| Ausgewählter Textabschnitt |
Die russischen Grenzgebiete in ihrer Eigenschaft als Kriegsschauplätze 

 

Asiatisches Russland

Der Kaukasus

Lage und Grenzen
Im Norden wird der Kriegsschauplatz begrenzt durch den Hauptkamm des Kaukasus, im Westen durch das Schwarze Meer, im Osten durch das Kaspische Meer und im Süden durch die Reichsgrenze gegen die Türkei (5220 Werst) und gegen Persien (600 Werst).

Die Küsten
Die den westlichen Abschluß bildende Küste des Schwarzen Meeres erstreckt sich ohne Gliederung, fast geradlinig von Nordost nach Südwest. Auf der über 550 Werst langen Strecke von Anapa bis zur Tschoroch-Mündung schneidet nur eine Bucht ins Land ein, die von Noworossisk; sie bildet den besten Hafenplatz. Im übrigen ist die Küste sehr arm an Ankerplätzen, denn zwischen Anapa und Sukum-Kale ist sie von steilen Felswänden begleitet und im weiteren Verlaufe wird sie bei sehr seichtem Küstengewässer flach, stellenweise sumpfig. Anlegeplätze der Dampfer des Schwarzen Meeres sind außer Noworossisk noch Poti und Batum. Für militärische Ausschiffungen kommt vor allem die Gegend von Anapa, Noworossisk und Tuapse in Betracht, denn von diesen Plätzen aus führen Wege durch den gangbarsten Teil des Kaukasus ins Landinnere gegen den Rücken des Kriegsschauplatzes, während auf dem übrigen Teil der Küste entweder unwegsame Gebirgszüge oder die sumpfigen Niederungen des Rion-Flusses den Einmarsch verhindern oder wenigstens sehr erschweren.
Im Kaspischen Meere ist Rußland unumschränkter Herrscher, da Persien über keine Seestreitkräfte verfügt. Persien wird daher kaum verwehren können, daß russische Transportschiffe Truppen an der persischen Südküste landen, wenn eine Unternehmung auf Teheran geplant ist. Die geeignetsten Ausschiffungsplätze finden sich im Enseli- und Astrabad-Busen. Die russische Flottille des Kaspischen Meeres besteht aus 2 Kanonenbooten, 2 Torpedobooten, 1 Aviso, 1 Transportschiff und 2 Hafenschiffen.

| Zu bearbeitende Aufgaben |
[A] Beantworten Sie anhand des Textes über den Kaukasus folgende Fragen:
(i) Wie lang ist die Reichsgrenze gegen Persien?
(ii) Welche Bucht schneidet als einzige zwischen Anapa und der Tschoroch-Mündung ins Land ein?
(iii) Wie viele Kanonenboote gehören zur russischen Flottille des Kaspischen Meeres?
[B] Schreiben Sie aus dem Text über den Kaukasus die Stelle zwischen „Die russischen Grenzgebiete“ und „Persien (600 Werst).“, beide eingeschlossen, wortgetreu ab.
Die Daten spielen hierfür keine Rolle.

| Datenliste |
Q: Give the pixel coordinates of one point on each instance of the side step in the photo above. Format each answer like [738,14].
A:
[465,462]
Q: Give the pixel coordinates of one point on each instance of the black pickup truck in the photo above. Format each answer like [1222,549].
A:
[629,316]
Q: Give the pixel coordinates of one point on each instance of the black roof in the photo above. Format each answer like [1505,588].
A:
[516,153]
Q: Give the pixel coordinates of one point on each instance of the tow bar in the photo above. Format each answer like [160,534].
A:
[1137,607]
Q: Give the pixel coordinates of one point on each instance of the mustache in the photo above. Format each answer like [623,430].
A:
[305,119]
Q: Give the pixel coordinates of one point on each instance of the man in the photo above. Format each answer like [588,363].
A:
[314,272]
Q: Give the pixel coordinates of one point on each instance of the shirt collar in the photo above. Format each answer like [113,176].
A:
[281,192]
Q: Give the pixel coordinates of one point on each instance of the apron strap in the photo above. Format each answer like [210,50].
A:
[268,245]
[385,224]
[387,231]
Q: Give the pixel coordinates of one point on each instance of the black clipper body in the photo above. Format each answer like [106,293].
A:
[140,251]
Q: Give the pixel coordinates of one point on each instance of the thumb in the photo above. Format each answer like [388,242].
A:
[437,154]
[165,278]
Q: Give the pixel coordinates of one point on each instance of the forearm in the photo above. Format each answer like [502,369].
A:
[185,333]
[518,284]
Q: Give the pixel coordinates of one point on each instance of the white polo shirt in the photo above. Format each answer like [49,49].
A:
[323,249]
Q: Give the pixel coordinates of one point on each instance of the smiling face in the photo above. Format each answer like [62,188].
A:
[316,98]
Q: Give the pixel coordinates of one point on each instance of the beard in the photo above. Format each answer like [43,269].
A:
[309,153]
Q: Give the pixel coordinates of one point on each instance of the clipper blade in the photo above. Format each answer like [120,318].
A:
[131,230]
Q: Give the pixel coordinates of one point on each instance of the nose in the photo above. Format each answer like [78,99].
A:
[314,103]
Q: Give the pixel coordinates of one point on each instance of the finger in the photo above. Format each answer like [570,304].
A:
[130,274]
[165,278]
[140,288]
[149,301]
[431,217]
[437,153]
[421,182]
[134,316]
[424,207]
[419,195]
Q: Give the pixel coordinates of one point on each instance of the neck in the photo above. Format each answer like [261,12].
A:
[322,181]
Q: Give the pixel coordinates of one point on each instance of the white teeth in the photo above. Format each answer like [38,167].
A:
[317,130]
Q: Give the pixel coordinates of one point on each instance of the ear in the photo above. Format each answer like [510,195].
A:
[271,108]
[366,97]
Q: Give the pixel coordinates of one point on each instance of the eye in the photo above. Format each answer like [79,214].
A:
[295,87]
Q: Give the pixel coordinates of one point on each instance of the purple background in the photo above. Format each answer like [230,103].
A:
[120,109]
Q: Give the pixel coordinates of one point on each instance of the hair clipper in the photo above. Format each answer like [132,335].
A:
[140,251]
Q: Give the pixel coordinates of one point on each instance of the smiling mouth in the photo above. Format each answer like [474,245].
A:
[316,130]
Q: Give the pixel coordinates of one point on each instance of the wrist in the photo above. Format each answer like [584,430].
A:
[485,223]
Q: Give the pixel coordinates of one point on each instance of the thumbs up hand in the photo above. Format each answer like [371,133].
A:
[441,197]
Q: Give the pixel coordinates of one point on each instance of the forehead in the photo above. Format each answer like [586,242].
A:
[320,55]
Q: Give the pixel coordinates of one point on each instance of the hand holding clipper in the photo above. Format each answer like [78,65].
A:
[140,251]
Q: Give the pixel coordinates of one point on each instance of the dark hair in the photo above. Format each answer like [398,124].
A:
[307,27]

| Ergebnisse |
[A]
(i) 600 Werst
(ii) Die Bucht von Noworossisk
(iii) 2 Kanonenboote

[B]
Die russischen Grenzgebiete in ihrer Eigenschaft als Kriegsschauplätze 

 

Asiatisches Russland

Der Kaukasus

Lage und Grenzen
Im Norden wird der Kriegsschauplatz begrenzt durch den Hauptkamm des Kaukasus, im Westen durch das Schwarze Meer, im Osten durch das Kaspische Meer und im Süden durch die Reichsgrenze gegen die Türkei (5220 Werst) und gegen Persien (600 Werst).